* TASK GOAL *
Collect every line of the data below that contains the string "polo". Treat the match as case-sensitive.

* STORED RECORDS *
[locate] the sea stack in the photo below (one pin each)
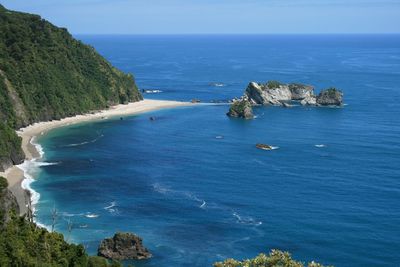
(123, 246)
(241, 109)
(330, 97)
(279, 94)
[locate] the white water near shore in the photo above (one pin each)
(34, 152)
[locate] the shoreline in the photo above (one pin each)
(16, 175)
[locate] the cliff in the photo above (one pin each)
(46, 74)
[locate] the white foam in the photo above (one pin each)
(246, 220)
(110, 208)
(321, 145)
(31, 168)
(84, 143)
(152, 91)
(112, 204)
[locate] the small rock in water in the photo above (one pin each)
(264, 147)
(241, 109)
(195, 100)
(123, 246)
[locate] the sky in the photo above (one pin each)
(216, 16)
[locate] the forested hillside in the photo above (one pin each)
(46, 74)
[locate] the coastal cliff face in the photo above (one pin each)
(278, 94)
(8, 203)
(46, 74)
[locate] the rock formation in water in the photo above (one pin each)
(276, 93)
(241, 109)
(123, 246)
(330, 97)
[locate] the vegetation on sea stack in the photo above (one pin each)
(46, 74)
(276, 258)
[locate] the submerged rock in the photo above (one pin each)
(123, 246)
(264, 147)
(241, 109)
(330, 97)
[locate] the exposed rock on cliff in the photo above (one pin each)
(123, 246)
(241, 109)
(330, 97)
(46, 74)
(8, 202)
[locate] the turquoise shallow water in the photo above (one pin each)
(192, 183)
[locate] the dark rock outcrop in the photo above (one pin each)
(300, 91)
(330, 97)
(123, 246)
(241, 109)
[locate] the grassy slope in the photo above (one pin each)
(46, 74)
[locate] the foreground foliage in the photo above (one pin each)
(275, 259)
(24, 244)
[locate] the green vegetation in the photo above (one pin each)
(46, 74)
(273, 84)
(10, 146)
(22, 243)
(275, 259)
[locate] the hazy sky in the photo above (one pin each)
(217, 16)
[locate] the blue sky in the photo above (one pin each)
(216, 16)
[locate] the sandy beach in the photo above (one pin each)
(15, 175)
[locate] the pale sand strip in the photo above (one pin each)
(15, 175)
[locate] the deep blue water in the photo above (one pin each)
(195, 198)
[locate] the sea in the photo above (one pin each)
(191, 182)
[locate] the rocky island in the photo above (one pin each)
(241, 108)
(279, 94)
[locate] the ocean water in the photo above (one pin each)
(193, 185)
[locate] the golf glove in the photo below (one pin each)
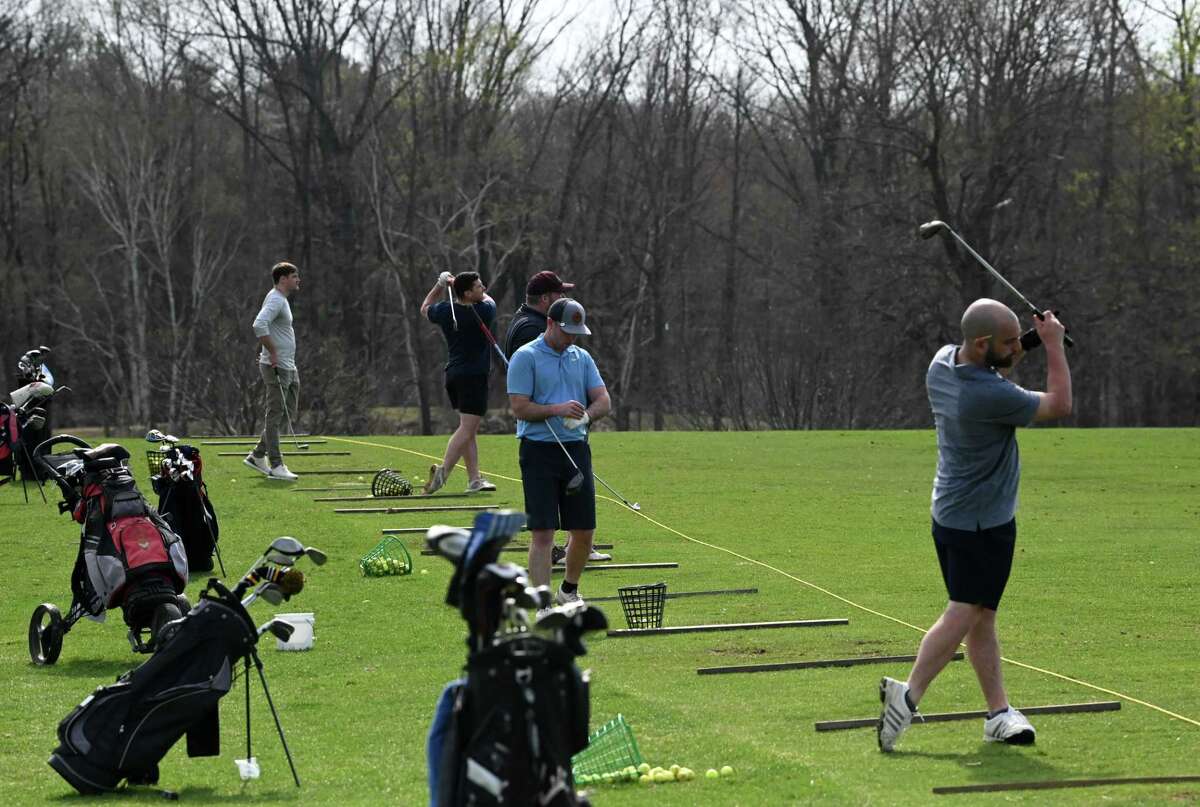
(575, 423)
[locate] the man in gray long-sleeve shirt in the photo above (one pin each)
(277, 365)
(977, 411)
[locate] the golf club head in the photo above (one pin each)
(283, 550)
(448, 542)
(930, 228)
(271, 593)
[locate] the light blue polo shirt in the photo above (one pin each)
(547, 376)
(976, 411)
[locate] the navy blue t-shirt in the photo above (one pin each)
(469, 352)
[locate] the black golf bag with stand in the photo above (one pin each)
(184, 498)
(123, 730)
(129, 557)
(505, 733)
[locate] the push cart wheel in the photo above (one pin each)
(46, 633)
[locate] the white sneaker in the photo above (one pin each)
(563, 598)
(437, 478)
(258, 462)
(895, 716)
(281, 472)
(1009, 727)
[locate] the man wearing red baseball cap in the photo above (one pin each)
(529, 321)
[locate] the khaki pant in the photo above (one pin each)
(275, 417)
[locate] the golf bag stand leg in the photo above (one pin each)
(279, 727)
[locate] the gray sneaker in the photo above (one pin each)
(437, 478)
(281, 472)
(895, 716)
(258, 464)
(563, 598)
(1009, 727)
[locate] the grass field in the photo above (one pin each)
(823, 524)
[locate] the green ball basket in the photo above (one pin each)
(611, 749)
(389, 557)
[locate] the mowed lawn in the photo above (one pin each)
(823, 524)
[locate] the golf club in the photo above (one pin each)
(931, 228)
(283, 398)
(490, 338)
(576, 482)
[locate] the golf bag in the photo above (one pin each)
(129, 557)
(184, 501)
(505, 733)
(121, 730)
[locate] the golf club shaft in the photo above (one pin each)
(490, 338)
(283, 399)
(1066, 340)
(562, 447)
(613, 491)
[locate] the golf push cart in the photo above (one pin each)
(129, 556)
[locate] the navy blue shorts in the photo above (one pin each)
(468, 394)
(976, 565)
(545, 472)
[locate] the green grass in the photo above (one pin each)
(1104, 591)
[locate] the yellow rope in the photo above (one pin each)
(823, 591)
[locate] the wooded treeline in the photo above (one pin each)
(735, 187)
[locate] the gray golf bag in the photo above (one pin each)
(505, 733)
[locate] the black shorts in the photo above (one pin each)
(976, 565)
(545, 472)
(468, 394)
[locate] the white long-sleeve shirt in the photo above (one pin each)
(274, 320)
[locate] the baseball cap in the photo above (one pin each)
(545, 282)
(570, 315)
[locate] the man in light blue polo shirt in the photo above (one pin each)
(556, 392)
(977, 411)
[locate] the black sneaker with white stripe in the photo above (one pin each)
(895, 716)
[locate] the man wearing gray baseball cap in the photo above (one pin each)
(556, 392)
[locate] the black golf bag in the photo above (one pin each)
(184, 501)
(505, 733)
(129, 557)
(121, 730)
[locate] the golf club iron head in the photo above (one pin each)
(448, 542)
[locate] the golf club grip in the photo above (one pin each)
(1066, 338)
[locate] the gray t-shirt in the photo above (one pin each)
(976, 412)
(275, 320)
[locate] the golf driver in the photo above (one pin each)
(931, 228)
(283, 398)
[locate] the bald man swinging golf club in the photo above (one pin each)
(556, 392)
(977, 411)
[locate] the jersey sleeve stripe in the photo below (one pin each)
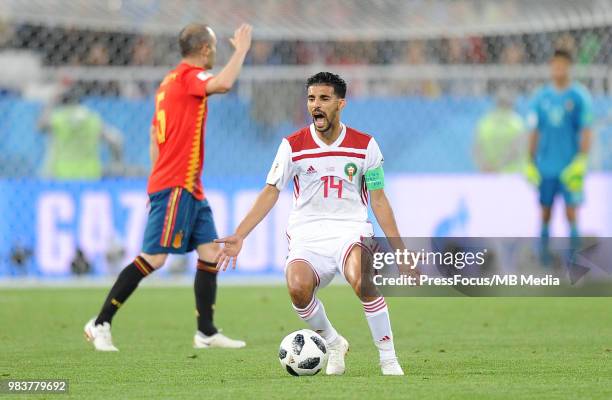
(194, 157)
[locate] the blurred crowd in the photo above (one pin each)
(74, 46)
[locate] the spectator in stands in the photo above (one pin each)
(513, 54)
(501, 138)
(76, 133)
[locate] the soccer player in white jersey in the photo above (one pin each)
(332, 167)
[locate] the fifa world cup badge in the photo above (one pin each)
(178, 240)
(350, 170)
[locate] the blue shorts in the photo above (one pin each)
(550, 187)
(178, 223)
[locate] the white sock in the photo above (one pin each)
(314, 315)
(377, 315)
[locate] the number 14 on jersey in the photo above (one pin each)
(330, 182)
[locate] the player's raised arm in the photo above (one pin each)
(233, 244)
(223, 82)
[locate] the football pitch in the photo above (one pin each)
(451, 348)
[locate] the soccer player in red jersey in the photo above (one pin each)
(180, 219)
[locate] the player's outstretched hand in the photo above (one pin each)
(229, 252)
(242, 38)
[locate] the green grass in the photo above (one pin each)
(451, 348)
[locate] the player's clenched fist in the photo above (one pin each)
(242, 38)
(229, 251)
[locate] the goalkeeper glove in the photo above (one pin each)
(532, 174)
(572, 176)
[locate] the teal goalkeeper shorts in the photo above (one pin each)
(177, 223)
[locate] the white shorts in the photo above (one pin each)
(324, 257)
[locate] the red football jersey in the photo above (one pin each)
(180, 120)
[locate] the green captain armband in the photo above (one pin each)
(375, 178)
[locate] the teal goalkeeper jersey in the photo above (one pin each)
(560, 117)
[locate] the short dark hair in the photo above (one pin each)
(563, 53)
(193, 37)
(329, 79)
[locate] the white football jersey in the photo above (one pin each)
(330, 195)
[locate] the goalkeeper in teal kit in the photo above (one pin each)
(560, 119)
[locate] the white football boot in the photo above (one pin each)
(391, 367)
(337, 351)
(201, 341)
(99, 336)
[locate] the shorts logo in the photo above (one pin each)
(178, 240)
(350, 170)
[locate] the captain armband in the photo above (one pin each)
(375, 178)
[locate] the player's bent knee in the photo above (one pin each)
(155, 260)
(300, 283)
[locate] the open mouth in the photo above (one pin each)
(319, 119)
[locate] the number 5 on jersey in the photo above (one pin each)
(330, 182)
(161, 118)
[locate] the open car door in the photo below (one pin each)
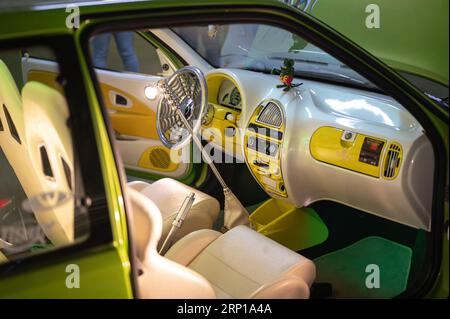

* ANSWER BELOW *
[locate] the light blue polo shirt in the photo above (one pin each)
[locate] the man in light blue polo shirt in the photo above (one pin each)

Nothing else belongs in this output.